──────── Text section

We are all horrified when we hear of physicians who have (for instance) removed the wrong limb or breast (in the case of breast cancer), or performed plastic surgery that didn't heal until there was intervention by another physician. All too often, follow-up stories show that this is not the first time the physician, hospital or clinic has put a patient at risk or made a similar if not the same error. Why shouldn't these physicians have to pay for negligence or error?
It's a grayer area when someone comes into the emergency room and is prescribed medication that the patient is allergic to (often unknown to both patient & physician). I also believe that Colorado has a "good Samaritan law" in place which allows members of the medical community to assist to the best of their ability in case of an accident without repercussions - and that shouldn't be changed by this - if I am in an accident & there is someone on scene whose best efforts could save my life I want them to try, even if there are "unintended consequences".

────────────────
──────── Provided material

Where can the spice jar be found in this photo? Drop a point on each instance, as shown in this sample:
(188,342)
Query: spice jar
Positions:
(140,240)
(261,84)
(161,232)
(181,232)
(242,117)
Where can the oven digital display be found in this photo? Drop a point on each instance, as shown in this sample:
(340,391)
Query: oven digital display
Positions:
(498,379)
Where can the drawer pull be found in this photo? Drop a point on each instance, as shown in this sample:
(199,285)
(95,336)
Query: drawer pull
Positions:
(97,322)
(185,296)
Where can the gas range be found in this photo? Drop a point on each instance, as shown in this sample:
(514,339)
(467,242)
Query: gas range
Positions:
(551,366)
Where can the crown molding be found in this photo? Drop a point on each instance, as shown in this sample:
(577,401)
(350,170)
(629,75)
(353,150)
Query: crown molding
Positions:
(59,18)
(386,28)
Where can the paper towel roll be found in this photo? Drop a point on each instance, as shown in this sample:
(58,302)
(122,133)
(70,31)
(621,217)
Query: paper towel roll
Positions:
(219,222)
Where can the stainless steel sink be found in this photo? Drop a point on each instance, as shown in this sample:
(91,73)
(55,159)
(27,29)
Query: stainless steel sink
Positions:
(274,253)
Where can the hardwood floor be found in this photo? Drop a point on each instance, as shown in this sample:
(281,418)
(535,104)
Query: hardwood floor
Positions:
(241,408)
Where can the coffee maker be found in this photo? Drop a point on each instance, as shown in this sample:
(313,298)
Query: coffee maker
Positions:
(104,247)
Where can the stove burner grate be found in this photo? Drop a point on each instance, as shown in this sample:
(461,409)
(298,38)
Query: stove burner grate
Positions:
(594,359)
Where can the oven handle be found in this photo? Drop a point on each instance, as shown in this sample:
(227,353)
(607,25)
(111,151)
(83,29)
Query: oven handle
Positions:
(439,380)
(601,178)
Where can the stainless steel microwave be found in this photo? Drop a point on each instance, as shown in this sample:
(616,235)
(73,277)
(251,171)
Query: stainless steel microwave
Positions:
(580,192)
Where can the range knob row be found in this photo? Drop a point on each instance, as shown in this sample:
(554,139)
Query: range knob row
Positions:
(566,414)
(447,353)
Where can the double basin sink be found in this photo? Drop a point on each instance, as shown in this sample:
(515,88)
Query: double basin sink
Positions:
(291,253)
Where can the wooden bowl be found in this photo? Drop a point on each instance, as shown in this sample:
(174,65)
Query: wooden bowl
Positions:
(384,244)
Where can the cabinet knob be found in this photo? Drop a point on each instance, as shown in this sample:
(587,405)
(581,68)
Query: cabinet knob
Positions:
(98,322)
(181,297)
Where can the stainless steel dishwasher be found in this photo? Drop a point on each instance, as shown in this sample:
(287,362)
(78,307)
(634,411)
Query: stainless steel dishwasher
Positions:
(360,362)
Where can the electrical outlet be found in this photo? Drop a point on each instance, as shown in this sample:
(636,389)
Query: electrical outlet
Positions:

────────────────

__Problems to solve__:
**A.** Reproduce the stretch of the medical negligence text from "We are all horrified" through "negligence or error?".
**B.** Answer these questions from the medical negligence text:
(i) What often shows that the physician, hospital or clinic has put a patient at risk before?
(ii) What happens in the emergency room in the situation the text calls a grayer area?
(iii) What kind of law does the text say Colorado has in place?
These records were drawn from a separate source.

__Solutions to the problems__:
**A.**
We are all horrified when we hear of physicians who have (for instance) removed the wrong limb or breast (in the case of breast cancer), or performed plastic surgery that didn't heal until there was intervention by another physician. All too often, follow-up stories show that this is not the first time the physician, hospital or clinic has put a patient at risk or made a similar if not the same error. Why shouldn't these physicians have to pay for negligence or error?

**B.**
(i) Follow-up stories.
(ii) A patient is prescribed medication that the patient is allergic to.
(iii) A "good Samaritan law".